*What needs to be done*
Pull out every line of the listing below that contains the word "instance".

*Recorded information*
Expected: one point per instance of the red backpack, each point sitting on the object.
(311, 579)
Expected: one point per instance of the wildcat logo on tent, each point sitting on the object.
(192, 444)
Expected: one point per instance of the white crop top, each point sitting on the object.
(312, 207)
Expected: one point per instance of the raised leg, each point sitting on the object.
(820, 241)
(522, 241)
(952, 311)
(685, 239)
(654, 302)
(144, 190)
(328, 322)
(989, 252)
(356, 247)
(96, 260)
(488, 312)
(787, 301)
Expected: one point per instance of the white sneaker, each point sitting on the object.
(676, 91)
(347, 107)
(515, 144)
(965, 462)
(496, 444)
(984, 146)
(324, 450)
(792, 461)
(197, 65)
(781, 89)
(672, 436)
==
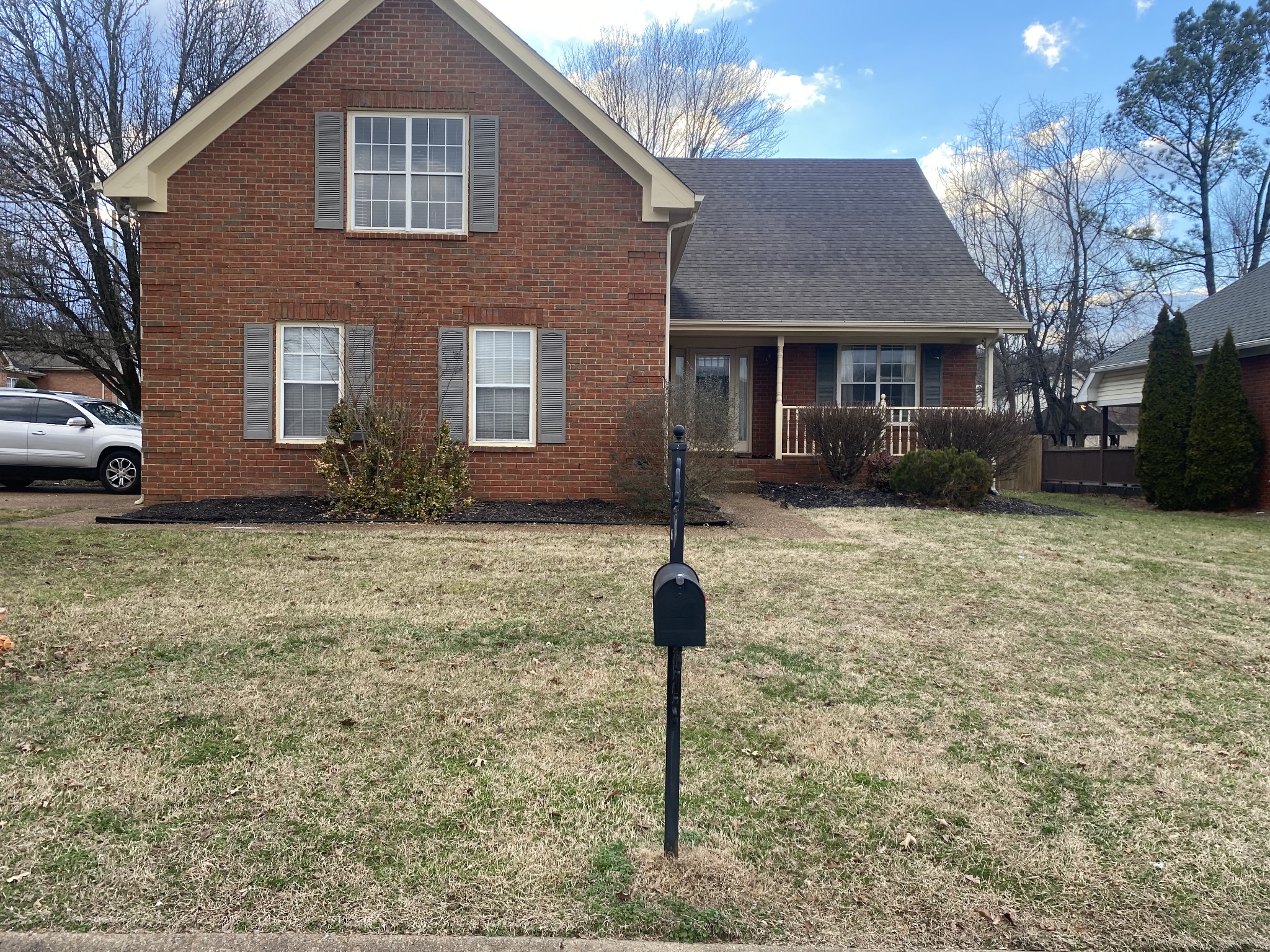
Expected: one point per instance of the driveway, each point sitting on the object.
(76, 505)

*Final answer*
Expected: one point per instance of the red backpack, each point sitting on the object.
Expected: one point per instance of the wildcat logo on tent, each point sitting on the object.
Expected: one point per instance of the white crop top, each point sitting on the object.
Expected: one point per instance of the raised leg, each point sitting on the object.
Expected: one point per instance of the white sneaker, each point sitting on the object.
Expected: one point per instance of the driveway, each point sitting on the object.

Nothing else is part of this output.